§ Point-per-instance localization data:
+---+

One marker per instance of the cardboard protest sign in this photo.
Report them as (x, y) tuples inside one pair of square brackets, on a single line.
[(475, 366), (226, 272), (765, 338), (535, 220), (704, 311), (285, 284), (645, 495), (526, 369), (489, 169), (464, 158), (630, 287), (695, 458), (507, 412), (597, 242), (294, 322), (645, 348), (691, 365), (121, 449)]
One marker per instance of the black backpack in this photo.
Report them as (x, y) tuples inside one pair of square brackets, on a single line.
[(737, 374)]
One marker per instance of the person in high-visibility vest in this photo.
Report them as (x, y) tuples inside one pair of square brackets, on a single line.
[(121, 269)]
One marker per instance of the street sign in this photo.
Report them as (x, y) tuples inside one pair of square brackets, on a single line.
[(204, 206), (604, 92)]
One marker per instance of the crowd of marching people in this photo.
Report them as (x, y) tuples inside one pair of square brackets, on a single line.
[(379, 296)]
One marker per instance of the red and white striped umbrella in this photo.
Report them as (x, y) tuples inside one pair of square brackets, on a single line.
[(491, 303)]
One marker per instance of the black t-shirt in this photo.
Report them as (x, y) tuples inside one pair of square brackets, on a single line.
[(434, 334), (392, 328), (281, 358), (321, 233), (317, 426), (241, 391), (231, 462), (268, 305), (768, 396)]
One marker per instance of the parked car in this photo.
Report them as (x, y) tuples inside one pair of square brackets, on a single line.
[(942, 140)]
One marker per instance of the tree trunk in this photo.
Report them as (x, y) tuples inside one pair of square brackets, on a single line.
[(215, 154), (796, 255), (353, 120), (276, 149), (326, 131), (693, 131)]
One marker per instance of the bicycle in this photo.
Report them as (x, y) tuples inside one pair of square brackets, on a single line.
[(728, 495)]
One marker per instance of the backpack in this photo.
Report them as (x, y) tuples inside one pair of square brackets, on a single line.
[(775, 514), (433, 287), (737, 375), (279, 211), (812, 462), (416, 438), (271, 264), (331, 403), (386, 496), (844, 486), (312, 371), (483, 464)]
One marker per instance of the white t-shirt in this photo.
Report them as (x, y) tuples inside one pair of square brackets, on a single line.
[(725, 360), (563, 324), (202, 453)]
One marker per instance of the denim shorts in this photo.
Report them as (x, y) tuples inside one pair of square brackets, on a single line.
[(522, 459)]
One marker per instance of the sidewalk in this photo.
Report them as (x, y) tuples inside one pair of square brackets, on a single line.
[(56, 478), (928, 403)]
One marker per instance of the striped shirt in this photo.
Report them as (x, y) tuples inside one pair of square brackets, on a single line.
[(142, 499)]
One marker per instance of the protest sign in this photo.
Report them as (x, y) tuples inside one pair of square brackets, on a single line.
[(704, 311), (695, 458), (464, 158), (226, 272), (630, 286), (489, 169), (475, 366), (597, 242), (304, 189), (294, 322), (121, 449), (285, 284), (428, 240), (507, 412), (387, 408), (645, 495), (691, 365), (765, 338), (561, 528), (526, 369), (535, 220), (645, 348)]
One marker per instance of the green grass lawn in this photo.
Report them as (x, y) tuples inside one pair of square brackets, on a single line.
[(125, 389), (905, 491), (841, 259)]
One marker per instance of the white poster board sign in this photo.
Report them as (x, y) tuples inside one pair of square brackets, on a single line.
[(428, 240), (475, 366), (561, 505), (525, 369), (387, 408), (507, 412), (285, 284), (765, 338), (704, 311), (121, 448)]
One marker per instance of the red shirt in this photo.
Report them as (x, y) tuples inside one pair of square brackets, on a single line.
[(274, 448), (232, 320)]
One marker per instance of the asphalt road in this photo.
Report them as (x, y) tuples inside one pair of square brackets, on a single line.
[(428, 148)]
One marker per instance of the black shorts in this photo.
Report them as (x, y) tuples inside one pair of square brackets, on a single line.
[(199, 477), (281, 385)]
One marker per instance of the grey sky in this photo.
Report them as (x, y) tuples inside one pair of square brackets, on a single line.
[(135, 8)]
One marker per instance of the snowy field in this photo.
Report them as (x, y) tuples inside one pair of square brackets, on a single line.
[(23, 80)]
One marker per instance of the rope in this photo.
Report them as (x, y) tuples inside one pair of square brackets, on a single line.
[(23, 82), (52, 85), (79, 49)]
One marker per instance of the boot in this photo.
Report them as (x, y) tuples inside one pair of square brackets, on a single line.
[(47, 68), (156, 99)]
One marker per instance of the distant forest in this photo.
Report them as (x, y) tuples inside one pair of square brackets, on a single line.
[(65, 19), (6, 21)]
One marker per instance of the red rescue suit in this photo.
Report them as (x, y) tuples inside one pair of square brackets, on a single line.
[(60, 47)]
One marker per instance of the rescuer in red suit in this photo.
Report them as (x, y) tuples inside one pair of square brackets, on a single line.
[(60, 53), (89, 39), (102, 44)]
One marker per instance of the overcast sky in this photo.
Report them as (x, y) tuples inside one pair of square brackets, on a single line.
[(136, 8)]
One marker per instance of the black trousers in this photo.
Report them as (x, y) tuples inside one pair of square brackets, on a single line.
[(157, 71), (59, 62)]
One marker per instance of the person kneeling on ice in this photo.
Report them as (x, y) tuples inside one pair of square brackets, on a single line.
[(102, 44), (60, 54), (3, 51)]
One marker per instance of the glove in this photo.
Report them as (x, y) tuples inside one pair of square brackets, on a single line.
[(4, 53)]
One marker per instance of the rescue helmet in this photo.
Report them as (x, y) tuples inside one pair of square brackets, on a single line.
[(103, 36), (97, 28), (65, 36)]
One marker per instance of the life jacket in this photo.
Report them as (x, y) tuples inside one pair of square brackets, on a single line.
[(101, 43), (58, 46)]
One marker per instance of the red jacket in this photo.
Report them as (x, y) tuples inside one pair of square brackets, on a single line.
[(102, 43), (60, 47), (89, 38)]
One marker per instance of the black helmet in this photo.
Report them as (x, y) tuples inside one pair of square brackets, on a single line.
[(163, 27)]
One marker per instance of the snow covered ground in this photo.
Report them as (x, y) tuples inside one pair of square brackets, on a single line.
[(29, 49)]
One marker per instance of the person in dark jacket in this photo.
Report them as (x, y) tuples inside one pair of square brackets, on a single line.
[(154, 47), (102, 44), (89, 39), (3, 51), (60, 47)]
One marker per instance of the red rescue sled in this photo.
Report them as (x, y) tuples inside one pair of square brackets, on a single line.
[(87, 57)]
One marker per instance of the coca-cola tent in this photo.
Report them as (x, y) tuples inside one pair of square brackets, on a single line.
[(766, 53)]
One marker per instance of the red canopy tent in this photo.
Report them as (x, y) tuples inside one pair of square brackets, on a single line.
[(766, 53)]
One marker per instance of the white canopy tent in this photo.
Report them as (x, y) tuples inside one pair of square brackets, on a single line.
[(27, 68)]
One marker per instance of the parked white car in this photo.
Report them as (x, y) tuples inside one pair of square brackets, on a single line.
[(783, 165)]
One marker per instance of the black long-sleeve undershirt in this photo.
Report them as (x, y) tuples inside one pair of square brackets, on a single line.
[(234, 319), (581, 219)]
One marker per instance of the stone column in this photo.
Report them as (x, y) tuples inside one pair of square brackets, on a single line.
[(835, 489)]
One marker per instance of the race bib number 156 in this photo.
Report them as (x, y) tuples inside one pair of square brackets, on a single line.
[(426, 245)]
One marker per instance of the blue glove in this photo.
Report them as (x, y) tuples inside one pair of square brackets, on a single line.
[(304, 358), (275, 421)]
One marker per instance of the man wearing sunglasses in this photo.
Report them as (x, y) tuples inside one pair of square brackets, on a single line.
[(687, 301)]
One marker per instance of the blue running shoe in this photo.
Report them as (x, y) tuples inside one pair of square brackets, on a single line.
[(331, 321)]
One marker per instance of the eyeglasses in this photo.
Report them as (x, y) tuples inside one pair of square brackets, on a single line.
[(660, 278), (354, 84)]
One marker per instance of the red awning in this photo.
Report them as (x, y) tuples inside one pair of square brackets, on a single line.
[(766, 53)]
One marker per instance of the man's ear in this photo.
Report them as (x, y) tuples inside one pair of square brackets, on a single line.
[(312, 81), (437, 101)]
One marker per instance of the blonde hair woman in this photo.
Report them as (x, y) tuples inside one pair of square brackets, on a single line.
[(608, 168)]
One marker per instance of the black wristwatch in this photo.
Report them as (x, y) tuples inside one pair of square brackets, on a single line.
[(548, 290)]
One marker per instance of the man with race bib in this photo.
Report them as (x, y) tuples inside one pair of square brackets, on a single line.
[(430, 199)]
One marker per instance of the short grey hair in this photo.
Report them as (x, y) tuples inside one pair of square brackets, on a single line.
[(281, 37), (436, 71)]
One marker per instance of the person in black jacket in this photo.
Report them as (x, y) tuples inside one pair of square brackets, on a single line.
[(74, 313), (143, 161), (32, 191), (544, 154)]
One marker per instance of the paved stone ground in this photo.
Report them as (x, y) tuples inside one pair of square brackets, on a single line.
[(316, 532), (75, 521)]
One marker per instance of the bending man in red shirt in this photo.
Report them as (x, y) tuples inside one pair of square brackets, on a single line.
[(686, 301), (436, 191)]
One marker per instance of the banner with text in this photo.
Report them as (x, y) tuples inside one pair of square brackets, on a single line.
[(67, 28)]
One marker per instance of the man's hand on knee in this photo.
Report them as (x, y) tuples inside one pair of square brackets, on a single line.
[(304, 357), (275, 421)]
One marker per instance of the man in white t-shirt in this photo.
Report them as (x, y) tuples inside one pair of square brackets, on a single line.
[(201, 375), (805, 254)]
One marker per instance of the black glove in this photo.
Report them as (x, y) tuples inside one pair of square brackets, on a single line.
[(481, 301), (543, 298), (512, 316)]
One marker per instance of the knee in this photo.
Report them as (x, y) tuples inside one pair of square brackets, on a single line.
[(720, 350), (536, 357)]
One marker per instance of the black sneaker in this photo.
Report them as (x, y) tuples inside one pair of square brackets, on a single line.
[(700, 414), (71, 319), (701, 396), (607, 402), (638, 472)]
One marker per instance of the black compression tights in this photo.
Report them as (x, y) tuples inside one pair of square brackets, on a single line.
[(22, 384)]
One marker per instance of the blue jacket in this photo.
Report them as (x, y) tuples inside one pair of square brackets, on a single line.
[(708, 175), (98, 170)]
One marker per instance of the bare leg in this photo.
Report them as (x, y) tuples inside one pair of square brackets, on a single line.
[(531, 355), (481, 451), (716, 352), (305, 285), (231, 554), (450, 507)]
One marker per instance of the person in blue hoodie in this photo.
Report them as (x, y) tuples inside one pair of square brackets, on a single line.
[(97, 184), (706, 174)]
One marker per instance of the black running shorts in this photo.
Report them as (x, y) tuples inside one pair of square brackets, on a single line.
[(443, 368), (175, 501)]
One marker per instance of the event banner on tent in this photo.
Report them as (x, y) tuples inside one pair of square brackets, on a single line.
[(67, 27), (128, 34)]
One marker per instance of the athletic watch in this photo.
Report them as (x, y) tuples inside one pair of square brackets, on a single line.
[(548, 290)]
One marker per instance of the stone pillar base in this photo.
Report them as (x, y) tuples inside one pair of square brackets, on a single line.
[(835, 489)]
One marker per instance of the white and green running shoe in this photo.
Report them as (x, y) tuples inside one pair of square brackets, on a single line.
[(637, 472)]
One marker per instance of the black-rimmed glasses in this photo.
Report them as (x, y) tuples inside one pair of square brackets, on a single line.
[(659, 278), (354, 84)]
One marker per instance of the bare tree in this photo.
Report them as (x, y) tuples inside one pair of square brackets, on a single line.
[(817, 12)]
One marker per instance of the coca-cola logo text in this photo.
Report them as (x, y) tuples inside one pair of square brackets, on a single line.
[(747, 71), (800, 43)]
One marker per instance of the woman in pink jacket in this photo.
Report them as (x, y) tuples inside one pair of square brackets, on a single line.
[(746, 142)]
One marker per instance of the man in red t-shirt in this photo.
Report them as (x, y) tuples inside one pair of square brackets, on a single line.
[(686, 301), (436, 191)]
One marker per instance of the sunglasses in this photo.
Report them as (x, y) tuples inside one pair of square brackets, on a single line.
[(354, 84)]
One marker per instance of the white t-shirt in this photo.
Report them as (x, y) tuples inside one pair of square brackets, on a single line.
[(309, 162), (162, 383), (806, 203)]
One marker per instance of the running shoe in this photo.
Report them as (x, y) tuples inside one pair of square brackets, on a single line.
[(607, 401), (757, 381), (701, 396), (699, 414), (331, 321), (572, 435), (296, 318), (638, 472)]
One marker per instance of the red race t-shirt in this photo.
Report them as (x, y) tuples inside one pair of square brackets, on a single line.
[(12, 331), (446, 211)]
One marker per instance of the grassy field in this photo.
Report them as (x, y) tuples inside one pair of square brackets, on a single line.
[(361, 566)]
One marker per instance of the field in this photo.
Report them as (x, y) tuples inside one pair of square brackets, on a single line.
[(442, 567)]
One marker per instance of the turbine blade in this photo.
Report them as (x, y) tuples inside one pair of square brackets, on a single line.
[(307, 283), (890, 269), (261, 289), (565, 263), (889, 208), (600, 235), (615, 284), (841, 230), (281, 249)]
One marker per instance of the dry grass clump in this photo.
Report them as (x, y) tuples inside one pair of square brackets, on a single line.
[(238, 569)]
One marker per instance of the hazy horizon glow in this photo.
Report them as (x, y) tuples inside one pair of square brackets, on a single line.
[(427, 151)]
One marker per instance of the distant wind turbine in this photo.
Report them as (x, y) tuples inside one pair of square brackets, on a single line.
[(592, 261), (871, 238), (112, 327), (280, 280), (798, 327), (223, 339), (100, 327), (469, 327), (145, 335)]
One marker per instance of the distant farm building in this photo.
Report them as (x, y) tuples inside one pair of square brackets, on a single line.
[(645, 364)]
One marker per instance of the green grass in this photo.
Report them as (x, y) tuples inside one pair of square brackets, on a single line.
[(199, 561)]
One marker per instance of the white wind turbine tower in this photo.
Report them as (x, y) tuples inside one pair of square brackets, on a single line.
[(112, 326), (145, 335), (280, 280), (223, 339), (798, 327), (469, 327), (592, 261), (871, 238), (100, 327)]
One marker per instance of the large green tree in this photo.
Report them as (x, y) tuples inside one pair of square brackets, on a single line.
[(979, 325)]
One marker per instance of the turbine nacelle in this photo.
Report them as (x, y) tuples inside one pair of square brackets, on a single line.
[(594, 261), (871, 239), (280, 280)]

+---+

§ Exercise directions: Return the entries above unchanged, starting at the first line and stopping after the line with "One marker per instance of the bicycle".

§ Solution to this exercise:
One marker per instance of the cardboard protest sign in this photo.
Report them as (x, y) tuples inside one pair of square brackets, on a single line.
[(475, 366), (226, 272), (765, 338), (535, 220), (704, 311), (285, 284), (645, 495), (526, 369), (489, 169), (464, 158), (630, 287), (695, 458), (507, 412), (597, 242), (294, 322), (645, 348), (691, 365), (121, 449)]
One marker per instance of the black backpack in this photo.
Report them as (x, y) tuples inside one pair of square brackets, on a single line.
[(737, 374)]
One marker per instance of the person in high-visibility vest in this photo.
Report them as (x, y) tuples inside one pair of square brackets, on a single line.
[(121, 269)]
One marker per instance of the street sign in this photo.
Report them as (x, y) tuples inside one pair of square brackets, on a single line.
[(204, 206), (604, 92)]
One marker per instance of the crowd of marching people in this photo.
Report them as (x, y) tuples inside one pair of square brackets, on a single line.
[(379, 296)]
One marker per instance of the red and white striped umbrella in this photo.
Report them as (x, y) tuples inside one pair of square brackets, on a single line.
[(491, 303)]
One marker per instance of the black t-shirt in this photo.
Report them as (x, y) tuples inside one pair of square brackets, on a single line.
[(434, 334), (392, 328), (281, 358), (321, 233), (317, 426), (241, 391), (231, 462), (268, 305), (768, 396)]
One marker per instance of the parked car in this photo.
Report them as (x, y) tuples inside one pair of square brackets, on a single line.
[(942, 140)]
One marker per instance of the tree trunk in this photo.
Report them as (x, y) tuples inside one pair of square brackets, on a single line.
[(215, 154), (796, 255), (353, 120), (276, 149), (326, 131), (693, 131)]
One marker per instance of the bicycle in this photo.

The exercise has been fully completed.